Problem set –
[a] According to the song-and-essay passage, why has the writer been praying that God would show the good in winter?
[b] List every struggle that the song-and-essay passage says the writer and the friends brought with them to the barn church in Ann Arbor.
[c] Resume the song-and-essay passage after its final sentence, carrying the blog entry on for a paragraph or two in the same voice.

Document passage –
┌────────

Grace Art

I don’t know all the chords
Haven’t memorized the lines
Barely know the bars
Grace sufficient for my art
Haven’t memorized the lines

I don’t know all the lines
Can’t seem to memorize the bars
Barely know the chords
Simple music to the Lord
I barely know the chords

As far as I can see
Psalm 150 is to me

And so, even though,

I don’t know all the bars
Just can’t memorize the chords
Barely know the lines
To You it sounds just fine
And unskillful it may seem
Doesn’t matter much to me

I’ll sing

Even though

I don’t know all the bars

Little Things

I’ve been complaining a lot about winter lately. It sucks. Honestly, it’s horrible. I used to play outside as a kid in the snow with my family. Snowball fights and snow angels and so many fun little things. As I’ve gotten older, I’ve turned into my mother – who proclaimed violently that there would, contrary to popular opinion, be no fire in hell- but instead would look like winter in Michigan. This, comically, when she did not even believe in a heaven or hell.

I argued – “It’s pretty!” and “fun,” but I’ve lost that. So I’ve been praying, a lot, often begrudgingly that God would show me the good in winter. Although, these are not noble prayers – these are frustrated two-second prayers on my way to my car after work. I picture them kind of floating up lazily to heaven. Slowly. In some droopy boring font. Not like the grandiose prayers Jonathon Edwards and Elizabeth Elliot must have prayed. Or whoever. Exploding into heaven, lighting up the throne room.

On Monday night we ended up in a little barn church in Ann Arbor with some friends. One of them had just gone through a break up he was struggling with letting go of fully. One wrestling through a video game addiction that had been undermining his efforts to be with God and people for years and cutting him off from reality. I’m struggling with hanging onto a false pseudo-mega-save-everyone Christian image that leaves me in a cycle of perpetual guilt. And this guy is urging us to move on from the dead and diseased things in our life. So we’re sucked in. Naturally.

└────────

Data for review –

┌────────

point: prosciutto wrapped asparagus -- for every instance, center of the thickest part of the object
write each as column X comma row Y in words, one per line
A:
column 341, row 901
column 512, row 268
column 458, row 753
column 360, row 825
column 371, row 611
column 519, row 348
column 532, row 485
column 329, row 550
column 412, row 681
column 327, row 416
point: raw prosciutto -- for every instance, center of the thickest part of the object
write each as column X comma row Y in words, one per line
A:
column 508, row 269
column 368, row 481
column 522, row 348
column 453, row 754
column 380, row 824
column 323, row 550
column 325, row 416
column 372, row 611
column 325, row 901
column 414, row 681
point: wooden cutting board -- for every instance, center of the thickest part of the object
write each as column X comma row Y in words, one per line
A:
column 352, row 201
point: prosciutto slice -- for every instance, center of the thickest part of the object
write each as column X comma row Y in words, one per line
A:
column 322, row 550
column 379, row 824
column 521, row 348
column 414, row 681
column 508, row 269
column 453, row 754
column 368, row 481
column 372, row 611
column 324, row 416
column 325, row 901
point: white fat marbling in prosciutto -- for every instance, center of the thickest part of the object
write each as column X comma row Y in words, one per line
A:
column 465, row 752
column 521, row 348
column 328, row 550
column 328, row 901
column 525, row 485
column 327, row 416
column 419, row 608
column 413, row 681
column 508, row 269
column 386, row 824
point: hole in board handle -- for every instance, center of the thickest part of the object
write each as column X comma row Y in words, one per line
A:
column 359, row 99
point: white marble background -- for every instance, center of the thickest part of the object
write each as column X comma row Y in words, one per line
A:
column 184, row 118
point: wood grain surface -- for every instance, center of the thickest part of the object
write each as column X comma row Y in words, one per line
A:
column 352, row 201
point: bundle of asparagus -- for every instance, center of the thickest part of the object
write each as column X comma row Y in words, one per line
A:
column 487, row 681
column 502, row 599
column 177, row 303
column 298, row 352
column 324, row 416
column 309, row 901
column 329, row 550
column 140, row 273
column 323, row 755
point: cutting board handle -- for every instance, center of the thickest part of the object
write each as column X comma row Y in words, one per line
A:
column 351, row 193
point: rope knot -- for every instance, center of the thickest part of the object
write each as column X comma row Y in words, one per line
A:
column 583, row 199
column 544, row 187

└────────

Set of answers –
[a] The writer once argued that winter was pretty and fun, but has lost that view and has come to dislike winter, much like the writer's mother. The prayers are meant to win back a sense of the good in winter.

[b]
- A breakup that one friend was struggling to let go of fully
- A video game addiction that had undermined another friend's efforts to be with God and people for years and cut him off from reality
- The writer's hold on a false pseudo-mega-save-everyone Christian image that leads to a cycle of perpetual guilt

[c]
And here’s my point. God is so sweet. One woman with a guitar in hand walked to the front of the stage as we’re all completely locked in and vulnerable, accompanied by a girl with the sweetest prettiest voice. And she starts singing about Summer, about how He is Summer – and it’s beautiful – about how  He is celebration, He’s in children’s games, He’s in the sun rays.

And I’m just sitting there balling, because I was like He’s so beautiful and He’s everywhere. And I’m realizing how my little prayers about seeing Him in nature are being realized in a little barn in the middle of Ann Arbor.

She sings about how He’s Autumn, and then, of course, winter.

Winter!

And I’m just sitting there balling because He heard my tiniest, lamest prayer, and He cared about it. His sovereignty and beauty laid out in front of me, and I felt like the most special daughter to ever be.

That’s just how He is. He goes after us with a lot of love. Pursuit of our hearts. Pursuit of changing our vision to see Him in the winter, in the summer, spring autumn and in music, movies and people.